◆ **DATASET RECORDS**:
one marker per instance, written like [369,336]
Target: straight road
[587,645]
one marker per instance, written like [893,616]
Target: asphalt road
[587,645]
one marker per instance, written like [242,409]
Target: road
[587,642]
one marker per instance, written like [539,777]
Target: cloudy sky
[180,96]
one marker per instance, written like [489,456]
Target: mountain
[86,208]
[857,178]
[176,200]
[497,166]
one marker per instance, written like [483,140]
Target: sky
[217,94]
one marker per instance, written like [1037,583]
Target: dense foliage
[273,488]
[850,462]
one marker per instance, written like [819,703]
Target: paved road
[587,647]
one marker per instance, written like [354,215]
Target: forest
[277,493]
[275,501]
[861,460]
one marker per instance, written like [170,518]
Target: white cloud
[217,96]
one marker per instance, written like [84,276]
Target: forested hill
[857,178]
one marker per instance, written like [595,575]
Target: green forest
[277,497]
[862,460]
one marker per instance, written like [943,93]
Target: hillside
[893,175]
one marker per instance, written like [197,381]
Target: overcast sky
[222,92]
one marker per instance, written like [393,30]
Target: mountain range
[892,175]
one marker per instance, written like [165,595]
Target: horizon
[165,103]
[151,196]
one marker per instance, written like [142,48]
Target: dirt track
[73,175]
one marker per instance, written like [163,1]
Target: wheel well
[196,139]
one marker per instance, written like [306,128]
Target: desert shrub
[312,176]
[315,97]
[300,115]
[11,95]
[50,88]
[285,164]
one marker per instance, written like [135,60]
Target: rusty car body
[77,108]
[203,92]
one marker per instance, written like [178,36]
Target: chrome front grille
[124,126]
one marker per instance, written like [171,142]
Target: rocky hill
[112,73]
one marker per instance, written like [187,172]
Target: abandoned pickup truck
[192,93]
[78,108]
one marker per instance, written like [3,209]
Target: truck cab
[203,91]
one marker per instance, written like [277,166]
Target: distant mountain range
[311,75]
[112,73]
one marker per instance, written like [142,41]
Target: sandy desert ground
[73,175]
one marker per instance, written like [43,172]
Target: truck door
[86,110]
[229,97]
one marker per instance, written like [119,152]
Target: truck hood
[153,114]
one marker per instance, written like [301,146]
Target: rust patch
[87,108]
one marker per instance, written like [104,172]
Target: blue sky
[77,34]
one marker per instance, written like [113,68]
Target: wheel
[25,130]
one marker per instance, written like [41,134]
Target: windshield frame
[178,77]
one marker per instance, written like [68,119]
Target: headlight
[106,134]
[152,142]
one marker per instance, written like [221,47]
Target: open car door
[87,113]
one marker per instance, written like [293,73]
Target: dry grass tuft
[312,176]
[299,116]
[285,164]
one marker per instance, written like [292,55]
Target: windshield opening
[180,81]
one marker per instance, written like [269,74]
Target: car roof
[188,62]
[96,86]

◆ **PROBLEM DETAILS**:
Now repeat the data exactly, keeping every line.

◆ **ANSWER TO THE EXERCISE**:
one marker per instance, written like [369,336]
Target: straight road
[587,645]
one marker per instance, written like [893,616]
Target: asphalt road
[587,645]
one marker per instance, written like [242,409]
Target: road
[587,642]
one marker per instance, written like [539,777]
Target: cloudy sky
[180,96]
one marker per instance, written like [489,456]
Target: mountain
[86,208]
[857,178]
[176,200]
[497,166]
one marker per instance, written like [483,140]
Target: sky
[217,94]
one marker per instance, written like [1037,583]
Target: dense foliage
[273,488]
[850,462]
one marker per instance, written like [819,703]
Target: paved road
[587,647]
one marker per instance, written like [354,215]
Target: forest
[277,493]
[275,501]
[861,460]
one marker per instance, written like [170,518]
Target: white cloud
[217,96]
one marker per instance, written like [84,276]
Target: forested hill
[857,178]
one marker per instance, written like [595,575]
Target: green forest
[277,497]
[862,460]
one marker per instance, written like [943,93]
Target: hillside
[893,175]
one marker per instance, written like [197,381]
Target: overcast sky
[222,92]
one marker per instance, written like [393,30]
Target: mountain range
[892,175]
one marker per instance, written like [165,595]
Target: horizon
[165,103]
[151,196]
one marker per instance, written like [142,48]
Target: dirt track
[73,175]
one marker per instance, written like [163,1]
Target: wheel well
[196,139]
one marker per instance, written like [306,128]
Target: desert shrub
[312,176]
[315,97]
[300,115]
[11,95]
[50,88]
[285,164]
one marker per instance, written like [135,60]
Target: rusty car body
[77,108]
[203,92]
one marker per instance, written like [178,36]
Target: chrome front grille
[124,126]
one marker per instance, written like [171,142]
Target: rocky hill
[112,73]
one marker per instance, written like [187,172]
Target: abandoned pickup truck
[192,93]
[78,108]
one marker per instance, written like [3,209]
Target: truck cab
[203,91]
one marker per instance, written like [277,166]
Target: distant mountain range
[311,75]
[112,73]
one marker per instance, written like [142,41]
Target: sandy desert ground
[73,175]
one marker per instance, written like [43,172]
Target: truck door
[86,110]
[229,97]
one marker per instance, written like [119,152]
Target: truck hood
[153,114]
one marker per instance, written like [301,146]
Target: rust patch
[87,108]
one marker per instance, written like [104,172]
Target: blue sky
[77,34]
one marker per instance, written like [113,68]
Target: wheel
[25,130]
one marker per instance, written like [41,134]
Target: windshield frame
[178,77]
one marker per instance, written like [68,119]
Target: headlight
[106,134]
[152,142]
one marker per instance, written like [221,47]
Target: open car door
[87,113]
one marker per instance, written like [293,73]
Target: dry grass tuft
[312,176]
[299,116]
[285,164]
one marker per instance, written like [292,55]
Target: windshield opening
[180,81]
one marker per instance, written like [269,74]
Target: car roof
[188,62]
[96,86]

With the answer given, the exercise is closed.